## SELECTED TEXT
= Beginning of Section =

28 November 2019, 1:00 pm–2:00 pm

Cartoon of a Swiss cheese factory

With Prof Harold Thimbleby (Swansea University). The Millennium Bug affected many computers worldwide, and it is still an object lesson in how dramatic computer bugs can be.

This event is free.

Event Information

Open to

All

Availability

Yes

Cost

Free

Organiser

UCL Institute of Healthcare Engineering

Location

1.03
Malet Place Engineering Building
Gower Street
London
WC1E 6BT

ABSTRACT

What we choose to learn from any bug leads us into different options for our future with digital health. Twenty years on from the Millennium, however, we are being pulled down the path of innovation. We are not observing basic engineering precautions, and patients and healthcare professionals are being – and will continue to be – unnecessarily harmed by poor digital health.

(You’ll have to read Harold Thimbleby’s book to find out why the cover is a Heath Robinson drawing of a Swiss Cheese factory!)

About the Speaker

Prof Harold Thimbleby

See Change Fellow in Digital Health at Swansea University

Prof Harold Thimbleby is See Change Fellow in Digital Health, based at Swansea University, Wales. He is currently in the final stages of completing his book, Fix IT: Stories from the frontline of Healthcare IT (Oxford University Press, 2020). He is a popular speaker, and has been invited to talk in over 30 countries.

Harold is Expert Advisor on IT to the Royal College of Physicians, a member of the World Health Organization’s Patient Safety Network, Patient Safety Council Member of the Royal Society of Medicine, and an advisor to the Clinical Human Factors Group and to the UK Medicines & Healthcare products Regulatory Agency (MHRA).   

Harold won the British Computer Society's Wilkes Medal; He has been a Royal Society-Wolfson Research Merit Award Holder and a Leverhulme Trust Senior Research Fellow, and he is 28th Gresham Professor of Geometry. His last book, Press On: Principles of Interaction Programming (MIT Press), won several international awards. Harold has been an expert witness in NHS criminal cases; his work exposing problems in digital healthcare has stopped nurses going to prison.     

Although a professor of computer science, he is an Honorary Fellow of the Royal College of Physicians, the Edinburgh Royal College of Physicians, of the Royal Society of Arts, and a Fellow of the Royal Society of Medicine. Harold is also a patient. He has neuropathy, which makes everyday activities like walking and writing painful.

= End of Section =

Stored data entries:
= Beginning of Section =

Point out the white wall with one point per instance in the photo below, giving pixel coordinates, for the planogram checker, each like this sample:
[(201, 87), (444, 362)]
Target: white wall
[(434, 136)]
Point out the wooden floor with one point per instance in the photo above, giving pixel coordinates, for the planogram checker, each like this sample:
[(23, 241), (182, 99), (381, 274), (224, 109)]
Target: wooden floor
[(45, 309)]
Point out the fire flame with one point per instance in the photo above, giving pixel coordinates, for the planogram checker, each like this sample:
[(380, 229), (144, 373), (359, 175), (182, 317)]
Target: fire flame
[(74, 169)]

= End of Section =

## THINGS TO DO
A – Answer these questions about the talk announcement:
(i) Which organization is listed as the event's organizer?
(ii) Which medal did Harold Thimbleby win from the British Computer Society?
(iii) What condition does Harold Thimbleby have?
B – Set down a passage from the talk announcement word for word, starting with "(You’ll have to" and going on through "over 30 countries.".

## SOLUTIONS BY TASK
A –
(i) UCL Institute of Healthcare Engineering
(ii) The Wilkes Medal
(iii) Neuropathy

B –
(You’ll have to read Harold Thimbleby’s book to find out why the cover is a Heath Robinson drawing of a Swiss Cheese factory!)

About the Speaker

Prof Harold Thimbleby

See Change Fellow in Digital Health at Swansea University

Prof Harold Thimbleby is See Change Fellow in Digital Health, based at Swansea University, Wales. He is currently in the final stages of completing his book, Fix IT: Stories from the frontline of Healthcare IT (Oxford University Press, 2020). He is a popular speaker, and has been invited to talk in over 30 countries.